-- What the exercise asks --
Report every line below that holds the word "truck".

+--

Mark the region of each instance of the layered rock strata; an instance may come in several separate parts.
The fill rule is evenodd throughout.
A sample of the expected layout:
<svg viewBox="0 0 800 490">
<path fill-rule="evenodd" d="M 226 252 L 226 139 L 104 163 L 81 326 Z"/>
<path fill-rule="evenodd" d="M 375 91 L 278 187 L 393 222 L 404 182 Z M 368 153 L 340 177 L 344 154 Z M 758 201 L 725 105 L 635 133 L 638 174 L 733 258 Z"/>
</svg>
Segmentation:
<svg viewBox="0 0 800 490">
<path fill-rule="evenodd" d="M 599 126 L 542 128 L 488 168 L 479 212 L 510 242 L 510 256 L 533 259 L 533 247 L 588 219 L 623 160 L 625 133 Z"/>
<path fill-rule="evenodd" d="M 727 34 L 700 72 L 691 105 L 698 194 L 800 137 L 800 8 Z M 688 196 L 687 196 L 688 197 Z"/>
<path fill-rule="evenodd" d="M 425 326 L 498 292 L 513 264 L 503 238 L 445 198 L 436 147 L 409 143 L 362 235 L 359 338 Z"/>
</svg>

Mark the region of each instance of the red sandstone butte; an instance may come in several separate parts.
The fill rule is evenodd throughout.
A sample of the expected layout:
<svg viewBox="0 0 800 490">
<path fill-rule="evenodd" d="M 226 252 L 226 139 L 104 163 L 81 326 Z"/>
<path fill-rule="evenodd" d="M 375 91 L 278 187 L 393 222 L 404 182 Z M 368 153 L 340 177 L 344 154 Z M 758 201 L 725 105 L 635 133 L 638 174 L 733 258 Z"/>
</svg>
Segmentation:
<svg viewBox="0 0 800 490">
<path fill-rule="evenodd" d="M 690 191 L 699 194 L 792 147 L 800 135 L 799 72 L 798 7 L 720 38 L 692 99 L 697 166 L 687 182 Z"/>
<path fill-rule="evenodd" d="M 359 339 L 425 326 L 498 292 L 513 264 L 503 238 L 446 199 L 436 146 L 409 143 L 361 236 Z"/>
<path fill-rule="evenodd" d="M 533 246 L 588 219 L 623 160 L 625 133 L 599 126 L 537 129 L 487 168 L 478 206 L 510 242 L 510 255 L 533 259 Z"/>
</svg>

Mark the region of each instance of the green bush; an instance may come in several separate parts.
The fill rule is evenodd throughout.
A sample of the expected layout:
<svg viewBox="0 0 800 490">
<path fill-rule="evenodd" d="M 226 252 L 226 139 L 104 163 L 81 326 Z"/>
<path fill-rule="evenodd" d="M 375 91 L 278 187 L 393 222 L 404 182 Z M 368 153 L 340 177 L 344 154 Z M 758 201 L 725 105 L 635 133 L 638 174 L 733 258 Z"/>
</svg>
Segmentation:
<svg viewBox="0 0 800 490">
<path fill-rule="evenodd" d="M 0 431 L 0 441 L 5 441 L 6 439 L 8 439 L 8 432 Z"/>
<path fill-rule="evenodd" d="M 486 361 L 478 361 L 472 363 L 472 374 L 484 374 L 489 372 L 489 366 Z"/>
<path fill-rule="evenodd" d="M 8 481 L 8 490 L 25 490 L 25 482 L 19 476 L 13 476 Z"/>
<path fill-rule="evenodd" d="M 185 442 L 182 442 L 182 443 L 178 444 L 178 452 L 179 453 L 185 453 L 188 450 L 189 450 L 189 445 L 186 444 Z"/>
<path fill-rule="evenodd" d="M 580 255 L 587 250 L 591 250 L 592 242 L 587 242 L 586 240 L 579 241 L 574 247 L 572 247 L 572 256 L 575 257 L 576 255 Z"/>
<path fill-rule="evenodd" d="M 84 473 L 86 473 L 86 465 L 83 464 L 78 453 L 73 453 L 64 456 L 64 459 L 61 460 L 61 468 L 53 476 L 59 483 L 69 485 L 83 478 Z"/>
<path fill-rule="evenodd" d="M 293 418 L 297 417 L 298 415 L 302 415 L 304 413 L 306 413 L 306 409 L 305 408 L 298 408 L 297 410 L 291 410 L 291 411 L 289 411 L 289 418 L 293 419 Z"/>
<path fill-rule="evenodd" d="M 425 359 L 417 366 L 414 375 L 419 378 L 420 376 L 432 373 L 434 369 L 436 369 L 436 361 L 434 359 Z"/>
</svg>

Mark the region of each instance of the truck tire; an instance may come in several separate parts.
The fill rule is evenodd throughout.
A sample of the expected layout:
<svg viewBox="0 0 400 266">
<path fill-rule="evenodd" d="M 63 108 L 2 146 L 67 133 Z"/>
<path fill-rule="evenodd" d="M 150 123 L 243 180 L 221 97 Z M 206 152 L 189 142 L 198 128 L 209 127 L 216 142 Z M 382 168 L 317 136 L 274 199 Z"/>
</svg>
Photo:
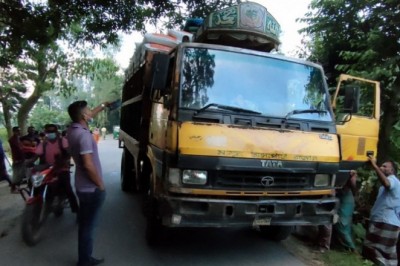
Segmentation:
<svg viewBox="0 0 400 266">
<path fill-rule="evenodd" d="M 151 164 L 148 160 L 142 161 L 139 179 L 136 181 L 136 190 L 146 194 L 150 189 Z"/>
<path fill-rule="evenodd" d="M 152 179 L 153 174 L 150 173 L 150 180 Z M 162 224 L 158 200 L 154 197 L 151 184 L 145 195 L 143 213 L 146 217 L 146 242 L 149 246 L 157 246 L 164 238 L 165 226 Z"/>
<path fill-rule="evenodd" d="M 290 236 L 293 226 L 270 225 L 260 226 L 260 233 L 263 237 L 273 241 L 282 241 Z"/>
<path fill-rule="evenodd" d="M 154 198 L 146 200 L 146 242 L 149 246 L 156 246 L 162 241 L 164 226 L 158 215 L 157 201 Z"/>
<path fill-rule="evenodd" d="M 124 192 L 133 192 L 136 188 L 136 172 L 133 156 L 124 148 L 121 159 L 121 189 Z"/>
</svg>

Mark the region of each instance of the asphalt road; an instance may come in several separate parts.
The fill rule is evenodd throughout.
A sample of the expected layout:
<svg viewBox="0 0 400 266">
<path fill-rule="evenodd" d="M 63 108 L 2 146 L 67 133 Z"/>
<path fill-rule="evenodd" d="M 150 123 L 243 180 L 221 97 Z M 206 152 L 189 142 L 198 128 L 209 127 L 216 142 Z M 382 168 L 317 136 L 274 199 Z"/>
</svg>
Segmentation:
<svg viewBox="0 0 400 266">
<path fill-rule="evenodd" d="M 103 265 L 304 265 L 281 244 L 261 238 L 249 229 L 178 229 L 164 245 L 149 248 L 138 196 L 120 190 L 121 149 L 108 139 L 99 142 L 107 198 L 95 238 L 94 255 Z M 1 265 L 75 265 L 77 225 L 66 210 L 50 216 L 42 241 L 28 247 L 22 241 L 20 221 L 0 238 Z"/>
</svg>

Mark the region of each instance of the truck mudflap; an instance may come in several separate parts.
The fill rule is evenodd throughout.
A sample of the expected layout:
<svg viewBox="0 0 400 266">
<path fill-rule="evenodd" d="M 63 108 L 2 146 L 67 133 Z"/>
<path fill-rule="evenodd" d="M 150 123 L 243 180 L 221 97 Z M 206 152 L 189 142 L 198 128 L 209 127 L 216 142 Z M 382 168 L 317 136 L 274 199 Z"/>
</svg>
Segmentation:
<svg viewBox="0 0 400 266">
<path fill-rule="evenodd" d="M 168 227 L 254 227 L 332 224 L 338 199 L 226 200 L 164 196 L 159 202 Z"/>
</svg>

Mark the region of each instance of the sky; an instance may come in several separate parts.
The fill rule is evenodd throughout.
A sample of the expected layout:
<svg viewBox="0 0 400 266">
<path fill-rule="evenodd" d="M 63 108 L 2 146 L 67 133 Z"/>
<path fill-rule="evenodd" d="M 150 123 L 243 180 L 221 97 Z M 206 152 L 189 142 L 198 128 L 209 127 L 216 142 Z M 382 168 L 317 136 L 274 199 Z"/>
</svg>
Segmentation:
<svg viewBox="0 0 400 266">
<path fill-rule="evenodd" d="M 282 31 L 280 50 L 288 56 L 295 56 L 296 48 L 301 45 L 301 36 L 297 31 L 305 26 L 296 22 L 296 19 L 304 17 L 311 0 L 252 0 L 252 2 L 262 4 L 275 17 Z M 142 38 L 138 32 L 123 35 L 121 50 L 116 55 L 116 60 L 122 68 L 128 67 L 129 59 L 135 49 L 135 42 L 140 42 Z"/>
</svg>

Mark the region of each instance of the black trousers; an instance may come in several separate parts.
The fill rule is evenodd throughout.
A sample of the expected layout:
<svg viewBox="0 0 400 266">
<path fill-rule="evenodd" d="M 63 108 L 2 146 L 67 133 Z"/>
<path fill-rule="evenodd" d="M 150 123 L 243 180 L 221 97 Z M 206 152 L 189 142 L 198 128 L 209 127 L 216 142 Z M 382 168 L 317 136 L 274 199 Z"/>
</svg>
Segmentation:
<svg viewBox="0 0 400 266">
<path fill-rule="evenodd" d="M 61 192 L 67 195 L 71 211 L 77 213 L 79 210 L 78 201 L 71 186 L 71 174 L 69 171 L 63 171 L 58 175 L 58 187 Z"/>
</svg>

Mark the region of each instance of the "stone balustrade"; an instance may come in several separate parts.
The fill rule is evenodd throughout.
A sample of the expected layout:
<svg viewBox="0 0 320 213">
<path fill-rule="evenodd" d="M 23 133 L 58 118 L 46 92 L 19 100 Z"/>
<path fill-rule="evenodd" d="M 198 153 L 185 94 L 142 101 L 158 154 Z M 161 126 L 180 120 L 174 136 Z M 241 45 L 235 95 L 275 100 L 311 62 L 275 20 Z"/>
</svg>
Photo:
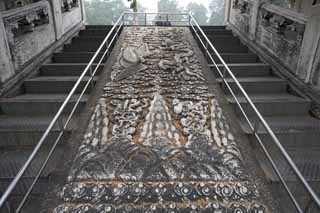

+--

-- Output for this task --
Mark the region of each instance of the truck tire; an instance may come in several separate parts.
Mark the region of each instance of the truck mudflap; an instance may come in several separate parts.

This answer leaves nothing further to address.